### PROMPT
Below, start with the row that contains "Now, locate bear's eye." and copy each row through the one that contains "[0,0,360,132]", including both. Leave the pictures out of your copy.

### AVAILABLE DATA
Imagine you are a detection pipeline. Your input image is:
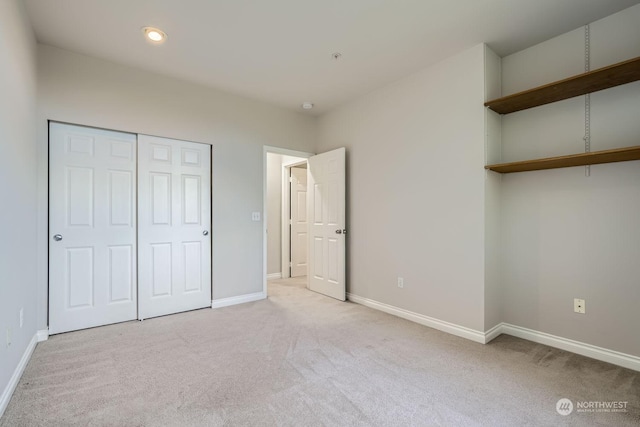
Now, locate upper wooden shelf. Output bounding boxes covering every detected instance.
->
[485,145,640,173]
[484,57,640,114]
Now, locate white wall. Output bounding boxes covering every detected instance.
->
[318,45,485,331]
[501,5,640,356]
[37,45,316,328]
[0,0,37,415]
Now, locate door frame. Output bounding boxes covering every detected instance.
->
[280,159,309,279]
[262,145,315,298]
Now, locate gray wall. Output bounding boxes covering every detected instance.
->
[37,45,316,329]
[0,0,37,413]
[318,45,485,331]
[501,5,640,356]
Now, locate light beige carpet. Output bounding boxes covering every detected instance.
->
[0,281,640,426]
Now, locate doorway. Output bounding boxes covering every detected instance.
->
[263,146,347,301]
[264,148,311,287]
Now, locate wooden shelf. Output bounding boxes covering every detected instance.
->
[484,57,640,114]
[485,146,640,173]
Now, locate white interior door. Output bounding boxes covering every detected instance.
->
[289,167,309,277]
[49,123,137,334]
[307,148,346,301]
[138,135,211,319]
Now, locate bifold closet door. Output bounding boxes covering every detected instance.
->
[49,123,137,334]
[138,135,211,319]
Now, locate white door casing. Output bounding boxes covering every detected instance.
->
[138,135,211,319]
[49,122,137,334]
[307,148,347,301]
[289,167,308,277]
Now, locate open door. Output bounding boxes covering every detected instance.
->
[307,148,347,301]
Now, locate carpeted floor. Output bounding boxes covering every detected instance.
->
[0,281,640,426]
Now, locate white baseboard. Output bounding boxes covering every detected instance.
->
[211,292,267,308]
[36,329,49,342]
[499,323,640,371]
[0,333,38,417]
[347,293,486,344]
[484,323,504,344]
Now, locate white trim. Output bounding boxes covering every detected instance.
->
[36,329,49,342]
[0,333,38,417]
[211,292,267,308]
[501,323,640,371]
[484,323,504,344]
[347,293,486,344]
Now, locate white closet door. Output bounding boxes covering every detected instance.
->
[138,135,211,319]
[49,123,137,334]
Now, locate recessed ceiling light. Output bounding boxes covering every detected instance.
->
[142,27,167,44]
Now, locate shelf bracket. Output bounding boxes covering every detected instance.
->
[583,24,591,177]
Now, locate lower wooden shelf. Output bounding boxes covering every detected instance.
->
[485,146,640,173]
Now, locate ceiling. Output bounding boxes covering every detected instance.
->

---

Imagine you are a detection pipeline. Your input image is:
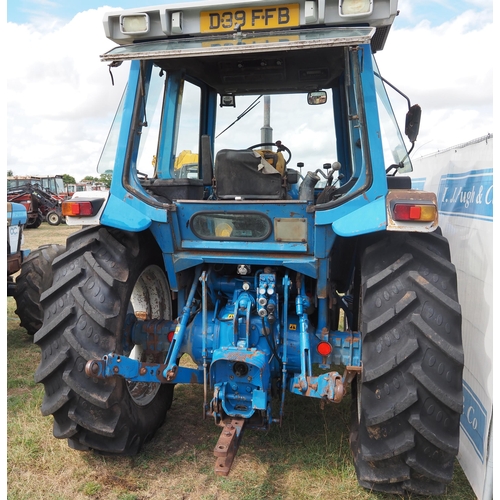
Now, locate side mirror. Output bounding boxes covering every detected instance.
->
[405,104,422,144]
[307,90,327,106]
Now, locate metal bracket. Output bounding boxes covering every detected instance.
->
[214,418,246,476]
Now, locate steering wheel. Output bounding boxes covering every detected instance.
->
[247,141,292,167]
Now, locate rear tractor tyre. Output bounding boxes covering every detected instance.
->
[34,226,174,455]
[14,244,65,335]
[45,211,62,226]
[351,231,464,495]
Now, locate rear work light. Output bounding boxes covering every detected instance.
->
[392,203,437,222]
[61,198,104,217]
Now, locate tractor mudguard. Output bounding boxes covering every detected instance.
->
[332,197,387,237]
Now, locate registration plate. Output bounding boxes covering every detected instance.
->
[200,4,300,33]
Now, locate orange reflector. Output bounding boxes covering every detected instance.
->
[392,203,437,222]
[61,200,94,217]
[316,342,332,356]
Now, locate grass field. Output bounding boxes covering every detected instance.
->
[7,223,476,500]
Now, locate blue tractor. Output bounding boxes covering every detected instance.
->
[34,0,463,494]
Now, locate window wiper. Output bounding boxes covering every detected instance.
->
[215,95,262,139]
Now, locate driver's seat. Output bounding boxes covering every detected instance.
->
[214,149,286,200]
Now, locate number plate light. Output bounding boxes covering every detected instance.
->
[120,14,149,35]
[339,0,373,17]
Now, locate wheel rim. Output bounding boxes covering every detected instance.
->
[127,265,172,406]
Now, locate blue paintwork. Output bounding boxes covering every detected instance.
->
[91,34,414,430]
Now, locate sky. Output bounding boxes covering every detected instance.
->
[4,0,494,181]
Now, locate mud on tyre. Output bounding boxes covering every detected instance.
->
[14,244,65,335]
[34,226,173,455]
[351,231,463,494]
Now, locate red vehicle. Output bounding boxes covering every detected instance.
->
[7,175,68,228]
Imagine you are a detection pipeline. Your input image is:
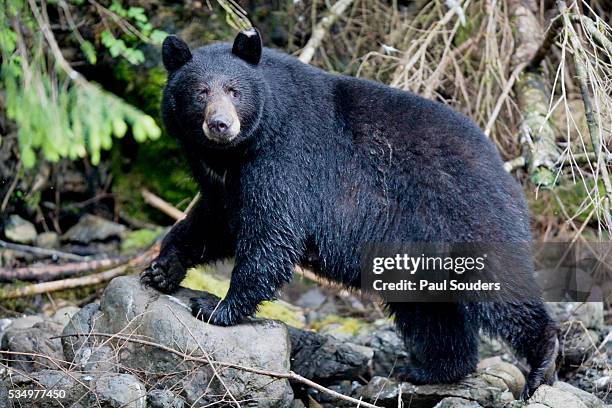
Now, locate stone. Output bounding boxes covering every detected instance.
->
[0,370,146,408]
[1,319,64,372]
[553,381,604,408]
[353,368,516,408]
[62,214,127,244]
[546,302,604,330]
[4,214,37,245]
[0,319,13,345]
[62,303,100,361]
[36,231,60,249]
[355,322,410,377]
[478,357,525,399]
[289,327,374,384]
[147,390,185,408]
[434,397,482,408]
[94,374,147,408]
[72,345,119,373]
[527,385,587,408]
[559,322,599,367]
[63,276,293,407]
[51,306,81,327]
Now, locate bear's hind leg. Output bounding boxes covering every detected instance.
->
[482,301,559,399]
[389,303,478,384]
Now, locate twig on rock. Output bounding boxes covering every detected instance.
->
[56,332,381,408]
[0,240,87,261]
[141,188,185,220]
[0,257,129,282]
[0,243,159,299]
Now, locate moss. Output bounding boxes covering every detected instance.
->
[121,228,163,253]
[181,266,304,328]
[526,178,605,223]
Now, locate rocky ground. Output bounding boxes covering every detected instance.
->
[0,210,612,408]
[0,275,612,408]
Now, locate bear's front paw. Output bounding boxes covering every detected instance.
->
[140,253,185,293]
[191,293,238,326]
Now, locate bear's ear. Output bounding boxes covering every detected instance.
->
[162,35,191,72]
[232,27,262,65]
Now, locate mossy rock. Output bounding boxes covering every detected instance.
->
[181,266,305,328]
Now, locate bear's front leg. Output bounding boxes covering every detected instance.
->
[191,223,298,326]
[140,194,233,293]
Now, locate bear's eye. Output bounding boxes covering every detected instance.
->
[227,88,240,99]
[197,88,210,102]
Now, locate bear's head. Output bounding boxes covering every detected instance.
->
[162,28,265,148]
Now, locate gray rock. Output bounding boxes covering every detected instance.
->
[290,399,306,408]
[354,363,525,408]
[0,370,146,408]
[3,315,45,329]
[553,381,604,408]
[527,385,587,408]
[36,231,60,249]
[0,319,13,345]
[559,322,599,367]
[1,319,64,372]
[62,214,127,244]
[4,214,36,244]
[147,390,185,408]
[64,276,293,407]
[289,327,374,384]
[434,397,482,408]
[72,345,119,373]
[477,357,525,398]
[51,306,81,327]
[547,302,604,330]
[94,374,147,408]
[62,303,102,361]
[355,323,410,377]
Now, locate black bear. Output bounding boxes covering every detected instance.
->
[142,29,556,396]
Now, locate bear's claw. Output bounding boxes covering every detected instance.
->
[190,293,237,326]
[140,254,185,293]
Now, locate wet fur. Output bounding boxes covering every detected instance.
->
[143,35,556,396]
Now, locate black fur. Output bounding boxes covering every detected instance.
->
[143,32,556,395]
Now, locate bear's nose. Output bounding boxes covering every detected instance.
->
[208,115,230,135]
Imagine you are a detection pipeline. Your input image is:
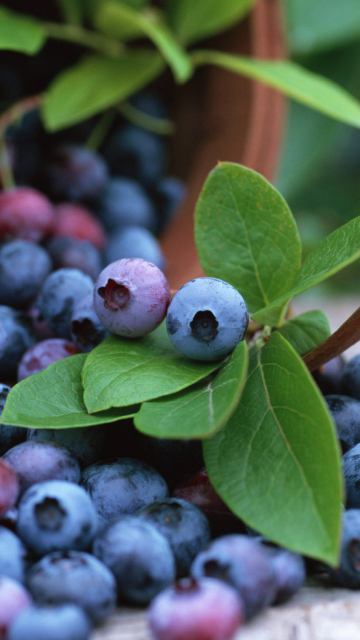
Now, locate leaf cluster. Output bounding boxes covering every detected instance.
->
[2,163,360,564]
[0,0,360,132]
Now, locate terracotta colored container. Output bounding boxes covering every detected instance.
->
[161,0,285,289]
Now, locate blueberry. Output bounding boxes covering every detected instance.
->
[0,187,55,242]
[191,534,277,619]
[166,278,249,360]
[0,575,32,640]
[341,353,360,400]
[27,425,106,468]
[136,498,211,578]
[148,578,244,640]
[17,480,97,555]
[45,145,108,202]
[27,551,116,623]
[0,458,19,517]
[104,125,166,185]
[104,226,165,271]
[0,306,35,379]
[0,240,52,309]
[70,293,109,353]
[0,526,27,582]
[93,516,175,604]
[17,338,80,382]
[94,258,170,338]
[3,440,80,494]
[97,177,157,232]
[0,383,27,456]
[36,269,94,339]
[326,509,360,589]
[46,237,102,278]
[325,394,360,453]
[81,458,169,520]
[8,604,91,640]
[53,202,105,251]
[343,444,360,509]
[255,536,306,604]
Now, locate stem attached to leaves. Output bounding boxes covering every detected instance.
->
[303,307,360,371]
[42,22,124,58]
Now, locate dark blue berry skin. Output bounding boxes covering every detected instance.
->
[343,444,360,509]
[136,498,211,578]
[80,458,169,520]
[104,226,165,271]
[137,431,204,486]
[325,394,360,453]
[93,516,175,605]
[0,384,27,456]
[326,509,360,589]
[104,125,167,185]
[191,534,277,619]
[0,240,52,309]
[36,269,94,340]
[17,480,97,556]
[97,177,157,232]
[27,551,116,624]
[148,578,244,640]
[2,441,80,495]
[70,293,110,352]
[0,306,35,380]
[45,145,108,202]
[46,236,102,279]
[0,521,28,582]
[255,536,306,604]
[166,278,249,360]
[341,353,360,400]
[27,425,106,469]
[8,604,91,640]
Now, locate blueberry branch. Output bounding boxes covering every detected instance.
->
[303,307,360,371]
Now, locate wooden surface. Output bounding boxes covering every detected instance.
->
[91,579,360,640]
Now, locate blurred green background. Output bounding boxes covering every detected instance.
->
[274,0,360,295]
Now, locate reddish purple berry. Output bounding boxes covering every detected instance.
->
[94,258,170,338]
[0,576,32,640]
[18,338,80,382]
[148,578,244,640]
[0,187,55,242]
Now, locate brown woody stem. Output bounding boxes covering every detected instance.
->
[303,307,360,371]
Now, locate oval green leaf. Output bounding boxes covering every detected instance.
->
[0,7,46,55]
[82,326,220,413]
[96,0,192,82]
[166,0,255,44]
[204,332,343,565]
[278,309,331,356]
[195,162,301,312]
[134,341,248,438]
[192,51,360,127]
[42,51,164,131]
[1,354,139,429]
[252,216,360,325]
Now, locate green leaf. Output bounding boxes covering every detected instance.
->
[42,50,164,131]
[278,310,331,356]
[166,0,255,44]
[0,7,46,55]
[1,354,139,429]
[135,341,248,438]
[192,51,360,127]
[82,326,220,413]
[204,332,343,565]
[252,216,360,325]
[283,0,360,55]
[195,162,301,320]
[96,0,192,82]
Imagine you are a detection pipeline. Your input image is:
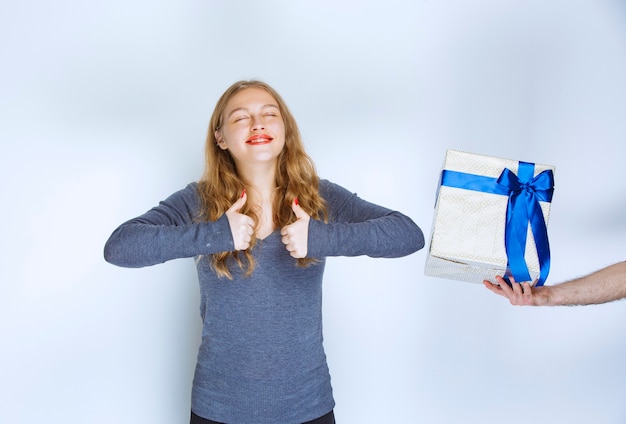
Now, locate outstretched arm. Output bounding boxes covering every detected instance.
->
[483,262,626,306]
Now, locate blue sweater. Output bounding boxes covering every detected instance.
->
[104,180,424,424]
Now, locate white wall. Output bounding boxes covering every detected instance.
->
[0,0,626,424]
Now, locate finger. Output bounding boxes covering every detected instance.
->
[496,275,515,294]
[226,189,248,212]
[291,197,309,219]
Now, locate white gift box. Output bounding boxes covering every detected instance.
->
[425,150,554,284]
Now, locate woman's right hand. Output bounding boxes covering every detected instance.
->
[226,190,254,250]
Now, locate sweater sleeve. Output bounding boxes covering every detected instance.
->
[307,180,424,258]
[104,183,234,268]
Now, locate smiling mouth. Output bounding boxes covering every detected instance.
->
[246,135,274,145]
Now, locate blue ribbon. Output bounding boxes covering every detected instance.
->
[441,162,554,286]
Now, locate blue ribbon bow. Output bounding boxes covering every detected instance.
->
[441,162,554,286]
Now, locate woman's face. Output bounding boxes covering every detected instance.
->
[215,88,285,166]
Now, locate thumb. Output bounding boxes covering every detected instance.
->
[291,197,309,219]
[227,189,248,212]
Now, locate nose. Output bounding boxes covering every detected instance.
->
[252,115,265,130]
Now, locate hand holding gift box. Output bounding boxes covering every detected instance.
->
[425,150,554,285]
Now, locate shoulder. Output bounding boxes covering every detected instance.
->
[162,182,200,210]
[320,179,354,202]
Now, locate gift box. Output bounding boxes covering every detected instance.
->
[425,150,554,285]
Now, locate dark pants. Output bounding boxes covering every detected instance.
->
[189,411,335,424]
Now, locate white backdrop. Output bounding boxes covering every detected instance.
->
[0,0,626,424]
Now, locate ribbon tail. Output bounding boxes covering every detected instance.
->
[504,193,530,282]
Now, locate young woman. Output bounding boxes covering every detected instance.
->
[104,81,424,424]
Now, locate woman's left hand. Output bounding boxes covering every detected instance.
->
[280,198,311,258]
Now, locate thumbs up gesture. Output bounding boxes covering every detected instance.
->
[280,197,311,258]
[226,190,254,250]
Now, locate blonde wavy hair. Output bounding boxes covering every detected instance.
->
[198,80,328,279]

==

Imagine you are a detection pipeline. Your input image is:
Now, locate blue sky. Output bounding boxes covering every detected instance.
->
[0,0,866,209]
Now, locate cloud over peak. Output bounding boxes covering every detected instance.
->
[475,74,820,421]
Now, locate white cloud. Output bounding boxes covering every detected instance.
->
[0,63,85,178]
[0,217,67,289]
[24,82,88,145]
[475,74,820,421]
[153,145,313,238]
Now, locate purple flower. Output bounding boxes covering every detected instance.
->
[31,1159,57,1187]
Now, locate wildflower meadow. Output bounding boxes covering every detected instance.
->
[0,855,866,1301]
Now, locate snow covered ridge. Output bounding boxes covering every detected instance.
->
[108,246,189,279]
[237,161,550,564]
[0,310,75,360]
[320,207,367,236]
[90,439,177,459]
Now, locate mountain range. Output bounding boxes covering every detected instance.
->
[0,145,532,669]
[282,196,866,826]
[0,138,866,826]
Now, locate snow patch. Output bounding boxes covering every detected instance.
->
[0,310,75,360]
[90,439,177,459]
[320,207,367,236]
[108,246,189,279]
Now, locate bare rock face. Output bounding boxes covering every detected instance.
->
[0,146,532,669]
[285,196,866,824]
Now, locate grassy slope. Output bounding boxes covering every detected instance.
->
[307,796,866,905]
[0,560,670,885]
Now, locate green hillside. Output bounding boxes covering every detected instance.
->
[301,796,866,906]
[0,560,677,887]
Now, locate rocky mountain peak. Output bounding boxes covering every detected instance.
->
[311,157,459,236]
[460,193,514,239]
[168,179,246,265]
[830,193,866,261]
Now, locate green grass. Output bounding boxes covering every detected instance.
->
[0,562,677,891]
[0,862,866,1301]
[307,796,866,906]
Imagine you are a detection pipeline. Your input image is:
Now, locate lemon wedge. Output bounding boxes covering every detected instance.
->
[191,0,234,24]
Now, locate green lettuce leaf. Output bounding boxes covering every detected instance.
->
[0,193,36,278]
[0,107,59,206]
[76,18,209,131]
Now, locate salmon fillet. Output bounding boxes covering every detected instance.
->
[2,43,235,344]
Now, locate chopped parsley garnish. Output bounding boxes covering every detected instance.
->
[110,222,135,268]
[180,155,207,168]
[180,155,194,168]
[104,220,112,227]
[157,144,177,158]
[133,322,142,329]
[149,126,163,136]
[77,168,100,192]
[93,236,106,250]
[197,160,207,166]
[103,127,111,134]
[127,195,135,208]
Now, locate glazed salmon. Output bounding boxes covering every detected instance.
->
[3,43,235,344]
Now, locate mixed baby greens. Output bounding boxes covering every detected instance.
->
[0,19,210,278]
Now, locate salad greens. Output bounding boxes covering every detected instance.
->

### EXERCISE ANSWER
Now, locate bear's eye. Output bounding boxes covering every detected instance.
->
[227,88,240,99]
[197,88,210,102]
Now, locate bear's head. Output bounding boxes covering every detected instance.
->
[162,28,265,148]
Now, locate gray rock. Output bounding boxes covering every detected instance.
->
[290,399,306,408]
[354,363,525,408]
[0,370,146,408]
[3,315,45,329]
[553,381,604,408]
[527,385,587,408]
[36,231,60,249]
[0,319,13,345]
[559,322,599,367]
[1,319,64,372]
[62,214,127,244]
[4,214,36,244]
[147,390,185,408]
[64,276,293,407]
[289,327,374,384]
[434,397,482,408]
[72,345,119,373]
[477,357,525,398]
[51,306,81,327]
[547,302,604,330]
[94,374,147,408]
[62,303,102,361]
[355,323,410,377]
Now, locate black bear. Output bounding boxes covering every detected instance.
->
[142,29,556,396]
Now, locate bear's claw. Output bounding boxes covering every detected instance.
->
[190,293,237,326]
[140,254,185,293]
Now, locate wet fur. Output bounding boxes covering every detected instance.
->
[143,35,556,396]
Now, locate black fur. Output bounding boxes covering every detected instance.
->
[143,32,556,395]
Now, locate bear's nose. Output bounding boxes covering every detected instance.
->
[208,115,230,135]
Imagine you are a detection pipeline. Your input image is:
Now, locate leaf cluster. Output bounding boxes covering every detected instance.
->
[2,163,360,564]
[0,0,360,132]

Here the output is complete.